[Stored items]
++++++++++++++++++++

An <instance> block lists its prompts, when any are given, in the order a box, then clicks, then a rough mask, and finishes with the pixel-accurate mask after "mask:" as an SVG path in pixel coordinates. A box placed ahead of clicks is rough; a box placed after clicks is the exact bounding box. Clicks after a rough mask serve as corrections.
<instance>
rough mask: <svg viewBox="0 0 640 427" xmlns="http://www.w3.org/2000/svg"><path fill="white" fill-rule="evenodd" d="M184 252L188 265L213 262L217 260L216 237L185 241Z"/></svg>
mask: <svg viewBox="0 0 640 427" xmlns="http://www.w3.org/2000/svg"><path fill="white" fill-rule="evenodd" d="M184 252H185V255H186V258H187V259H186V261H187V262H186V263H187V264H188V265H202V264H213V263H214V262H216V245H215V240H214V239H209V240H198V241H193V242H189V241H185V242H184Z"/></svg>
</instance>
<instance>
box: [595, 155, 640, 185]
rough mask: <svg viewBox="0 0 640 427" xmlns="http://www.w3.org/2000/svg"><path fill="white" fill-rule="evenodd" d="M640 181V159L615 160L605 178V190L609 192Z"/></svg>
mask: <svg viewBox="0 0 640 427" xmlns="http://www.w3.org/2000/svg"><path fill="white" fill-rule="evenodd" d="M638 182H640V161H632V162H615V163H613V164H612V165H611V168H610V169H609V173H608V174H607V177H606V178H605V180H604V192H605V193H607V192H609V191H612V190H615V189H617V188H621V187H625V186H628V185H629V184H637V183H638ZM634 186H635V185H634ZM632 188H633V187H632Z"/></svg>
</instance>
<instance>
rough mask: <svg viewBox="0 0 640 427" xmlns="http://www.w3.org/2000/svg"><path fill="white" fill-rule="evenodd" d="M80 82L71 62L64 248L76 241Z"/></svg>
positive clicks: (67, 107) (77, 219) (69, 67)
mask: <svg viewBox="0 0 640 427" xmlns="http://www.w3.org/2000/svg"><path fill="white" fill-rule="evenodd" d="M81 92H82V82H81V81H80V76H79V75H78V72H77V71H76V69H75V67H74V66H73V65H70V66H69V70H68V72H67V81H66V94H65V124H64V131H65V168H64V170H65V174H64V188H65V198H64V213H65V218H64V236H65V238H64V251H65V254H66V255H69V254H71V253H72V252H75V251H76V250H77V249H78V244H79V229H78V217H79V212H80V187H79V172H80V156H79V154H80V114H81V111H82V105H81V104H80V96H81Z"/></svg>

++++++++++++++++++++

Work item: Beginning at the line above that contains "box: [595, 155, 640, 185]", return each line exactly through the line that contains "82L71 62L64 248L76", and no others.

Output:
box: [595, 155, 640, 185]
rough mask: <svg viewBox="0 0 640 427" xmlns="http://www.w3.org/2000/svg"><path fill="white" fill-rule="evenodd" d="M640 181V159L615 160L605 178V190L609 192Z"/></svg>
mask: <svg viewBox="0 0 640 427" xmlns="http://www.w3.org/2000/svg"><path fill="white" fill-rule="evenodd" d="M638 182H640V161H632V162H615V163H613V164H612V165H611V168H610V169H609V173H608V174H607V177H606V178H605V180H604V192H605V193H607V192H609V191H612V190H615V189H617V188H621V187H625V186H628V185H629V184H637V183H638ZM634 186H635V185H634ZM632 188H633V187H632Z"/></svg>
</instance>
<instance>
rough mask: <svg viewBox="0 0 640 427" xmlns="http://www.w3.org/2000/svg"><path fill="white" fill-rule="evenodd" d="M80 82L71 62L64 248L76 241Z"/></svg>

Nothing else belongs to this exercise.